#### Problem details:
The records sit below this line. Repeat all of them exactly.

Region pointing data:
▼

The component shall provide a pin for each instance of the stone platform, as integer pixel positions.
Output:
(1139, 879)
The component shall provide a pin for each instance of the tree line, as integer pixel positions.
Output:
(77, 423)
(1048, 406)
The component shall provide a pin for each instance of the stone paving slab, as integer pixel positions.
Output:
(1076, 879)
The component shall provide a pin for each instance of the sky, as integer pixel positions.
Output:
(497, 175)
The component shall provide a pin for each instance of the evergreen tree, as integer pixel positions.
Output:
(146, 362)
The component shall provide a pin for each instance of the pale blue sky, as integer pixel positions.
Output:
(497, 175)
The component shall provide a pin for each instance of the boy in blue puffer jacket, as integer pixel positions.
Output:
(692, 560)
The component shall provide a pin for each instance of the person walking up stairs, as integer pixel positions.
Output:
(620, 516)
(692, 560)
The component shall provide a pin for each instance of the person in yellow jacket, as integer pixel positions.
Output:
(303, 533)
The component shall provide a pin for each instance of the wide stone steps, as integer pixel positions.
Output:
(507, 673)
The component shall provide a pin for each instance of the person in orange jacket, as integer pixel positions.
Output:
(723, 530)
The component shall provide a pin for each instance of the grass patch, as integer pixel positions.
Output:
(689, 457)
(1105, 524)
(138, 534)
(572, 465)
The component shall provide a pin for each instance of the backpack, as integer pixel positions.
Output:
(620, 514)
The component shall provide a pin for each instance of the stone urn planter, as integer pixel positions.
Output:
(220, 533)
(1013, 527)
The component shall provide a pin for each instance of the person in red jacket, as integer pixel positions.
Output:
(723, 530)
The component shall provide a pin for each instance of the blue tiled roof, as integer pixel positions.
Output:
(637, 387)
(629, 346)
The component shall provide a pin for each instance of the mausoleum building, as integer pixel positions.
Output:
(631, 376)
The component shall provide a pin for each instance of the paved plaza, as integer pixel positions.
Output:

▲

#### Task output:
The component shall provide a pin for each instance of the stone platform, as integer pixel positions.
Output:
(1139, 879)
The component shall provide a pin for each instance of the tree line, as integer pixel positions.
Output:
(77, 423)
(1048, 406)
The component shall provide a pin for each instance of the stone paving slab, as integer pixel positions.
Output:
(1076, 879)
The component shall provide a pin for each instance of the sky, as integer pixel positions.
Output:
(497, 175)
The component shall provide a pin for each instance of the evergreen tree, as integer pixel positions.
Output:
(146, 362)
The component shall provide a pin for each instance of the pale blue sky, as integer pixel positions.
Output:
(497, 175)
The component shall provide a pin for each instance of the boy in blue puffer jacket, as integer pixel positions.
Output:
(692, 560)
The component shall provide a pin for each instance of the person walking up stairs, as integer pixel positions.
Output:
(620, 516)
(692, 560)
The component shall provide a pin for each instance of the person in yellow jacket, as integer pixel positions.
Output:
(303, 533)
The component shall provide a pin for each instance of the wide stone steps, as integer pixel positions.
Output:
(507, 673)
The component shall provide a pin for each instance of the person in orange jacket, as integer pixel positions.
Output:
(723, 530)
The component shall provide a pin for each instance of the grass patch, as integer pixel positions.
Output:
(689, 457)
(1105, 524)
(138, 534)
(572, 465)
The component shall provide a pin for each instance of the backpack, as integer pixel positions.
Output:
(620, 514)
The component shall provide a pin for each instance of the stone urn planter, as integer pixel positions.
Output:
(220, 533)
(1013, 527)
The component shall provide a pin for each instance of the person in red jacket, as integer pixel positions.
Output:
(723, 530)
The component shall provide a pin for each instance of the blue tiled roof, as integer pixel positions.
Output:
(637, 387)
(629, 346)
The component shall provide a pin for each instance of the mausoleum building, as integer pixel positions.
Output:
(631, 376)
The component shall provide a pin for each instance of the paved plaza, as integer pixel positions.
Output:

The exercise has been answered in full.